__取り組む課題__:
A: 携帯電話料金に関する文章によると、個人の通信料はこの10年間でどれだけ上昇したか。
B: 携帯電話料金に関する文章の続きを、最後の文の後から書き進めなさい。

__本文抜粋__:
携帯電話料金の引き下げに関して総務省で議論されている。事の発端は菅官房長官による携帯料金への指摘だった。他の国と比較すると高すぎるとの発言が取り立たされ、毎月の支払い金額に直結する事柄でもあるため国民からは大きな関心が寄せられている。
個人の通信料については年々増加傾向にあり、この10年間で2割もの上昇を見せている。このうち固定電話にかかる料金については減少傾向が見られる。それに対して大幅に増加しているのが携帯電話の通信費である。近年はスマートフォンも広く普及し、その影響もあり支出における携帯料金の負担割合は大きくなっていくばかりだ。
そういった背景も含めた菅官房長官の発言であったが、携帯電話の利用料金については2015年にも安倍首相が指摘をしている。景気回復の兆しがなかなか個人消費に反映されていない日本において、携帯料金の家計負担を減らしたい狙いもあった。

__資料一覧__:
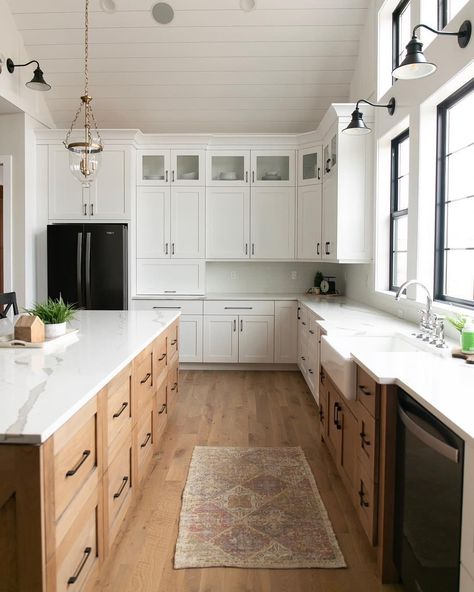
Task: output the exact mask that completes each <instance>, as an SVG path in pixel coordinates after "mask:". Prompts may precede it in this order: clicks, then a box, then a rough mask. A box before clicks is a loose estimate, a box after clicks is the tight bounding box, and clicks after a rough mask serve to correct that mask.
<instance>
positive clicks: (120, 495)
mask: <svg viewBox="0 0 474 592" xmlns="http://www.w3.org/2000/svg"><path fill="white" fill-rule="evenodd" d="M127 483H128V477H127V476H125V477H124V478H123V479H122V485H121V486H120V489H119V490H118V491H117V493H114V499H118V498H119V497H120V496H121V495H122V493H123V490H124V489H125V485H127Z"/></svg>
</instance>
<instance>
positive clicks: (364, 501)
mask: <svg viewBox="0 0 474 592" xmlns="http://www.w3.org/2000/svg"><path fill="white" fill-rule="evenodd" d="M319 419H320V426H321V437H322V439H323V440H324V441H325V443H326V444H327V447H328V449H329V451H330V453H331V455H332V457H333V459H334V462H335V464H336V467H337V469H338V471H339V474H340V476H341V479H342V480H343V482H344V485H345V486H346V489H347V491H348V492H349V495H350V497H351V499H352V501H353V503H354V506H355V508H356V511H357V514H358V516H359V519H360V521H361V524H362V527H363V528H364V531H365V533H366V534H367V537H368V538H369V540H370V542H371V544H372V545H375V544H376V543H377V510H378V508H377V505H378V471H379V425H378V419H379V386H378V385H377V384H376V382H375V381H374V380H373V379H372V378H371V377H370V376H368V374H367V373H366V372H364V371H363V370H362V369H361V368H359V367H358V368H357V397H356V400H355V401H352V400H348V399H346V398H345V397H344V396H343V395H342V394H341V393H340V392H339V390H338V389H337V387H336V386H335V385H334V384H333V382H332V381H331V380H330V378H329V377H328V376H327V373H326V372H325V370H324V368H323V367H321V370H320V380H319Z"/></svg>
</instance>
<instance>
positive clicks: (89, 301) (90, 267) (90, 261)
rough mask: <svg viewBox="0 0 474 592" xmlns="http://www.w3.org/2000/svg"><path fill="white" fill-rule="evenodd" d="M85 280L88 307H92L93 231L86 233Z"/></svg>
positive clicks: (86, 306) (89, 308) (86, 296)
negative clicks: (92, 252)
mask: <svg viewBox="0 0 474 592" xmlns="http://www.w3.org/2000/svg"><path fill="white" fill-rule="evenodd" d="M85 282H86V308H87V309H90V307H91V233H90V232H87V233H86V263H85Z"/></svg>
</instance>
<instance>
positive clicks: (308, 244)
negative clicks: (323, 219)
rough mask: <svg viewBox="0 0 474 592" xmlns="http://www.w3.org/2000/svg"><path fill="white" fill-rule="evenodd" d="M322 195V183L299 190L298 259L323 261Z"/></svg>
mask: <svg viewBox="0 0 474 592" xmlns="http://www.w3.org/2000/svg"><path fill="white" fill-rule="evenodd" d="M322 193H323V192H322V185H321V183H320V184H319V185H308V186H303V187H299V188H298V213H297V219H298V233H297V235H298V248H297V258H298V259H310V260H320V259H321V256H322V252H323V249H322V238H321V207H322Z"/></svg>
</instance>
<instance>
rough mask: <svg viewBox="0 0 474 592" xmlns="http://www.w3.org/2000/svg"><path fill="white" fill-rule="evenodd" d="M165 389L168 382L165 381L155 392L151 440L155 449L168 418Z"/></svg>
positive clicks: (166, 393)
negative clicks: (155, 394)
mask: <svg viewBox="0 0 474 592" xmlns="http://www.w3.org/2000/svg"><path fill="white" fill-rule="evenodd" d="M167 390H168V383H167V382H166V381H165V382H163V384H162V385H161V386H160V388H159V389H158V390H157V392H156V400H155V403H156V404H155V410H154V414H155V418H154V422H153V442H154V445H155V450H157V448H158V445H159V440H160V438H161V436H162V435H163V432H164V431H165V428H166V423H167V420H168V409H167V401H166V399H167Z"/></svg>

__課題の解答__:
A: 2割上昇した。

B:
携帯電話料金は4割ほど値下げの余地がある。菅官房長官によるこの発言も国民が注目している点ではあるが、実際にそこまで引き下げられるのかと言われればすぐに実現可能なものではないだろう。金額だけを見れば確かに日本よりも遥かに低い料金で携帯電話を利用できる国はある。ただし日本の携帯電話は海外に比べて通信の質が良い事も間違いではなく、サービスの良さというメリットを得ているのも事実である。大手の携帯会社では良質なサービスの実行のために相応の設備投資も行っているため、料金についてはトータルで見て判断するべきとの考え方もあるだろう。
とは言え料金が安くなるのであれば消費者としては嬉しい事に違いはない。現代では誰もが持っている通信ツールであるからこそ、今後の動向にも注目が集まっている。4割の値下げがすぐさま現実となるのは困難であったとしても、2年縛りのデメリットについては見直すべきとの声も大きい。携帯各社による競争の促進にも触れられている部分はあるが、利用者にとってのメリットとなる方針が打ち出される事が望まれる。(編集担当:久保田雄城)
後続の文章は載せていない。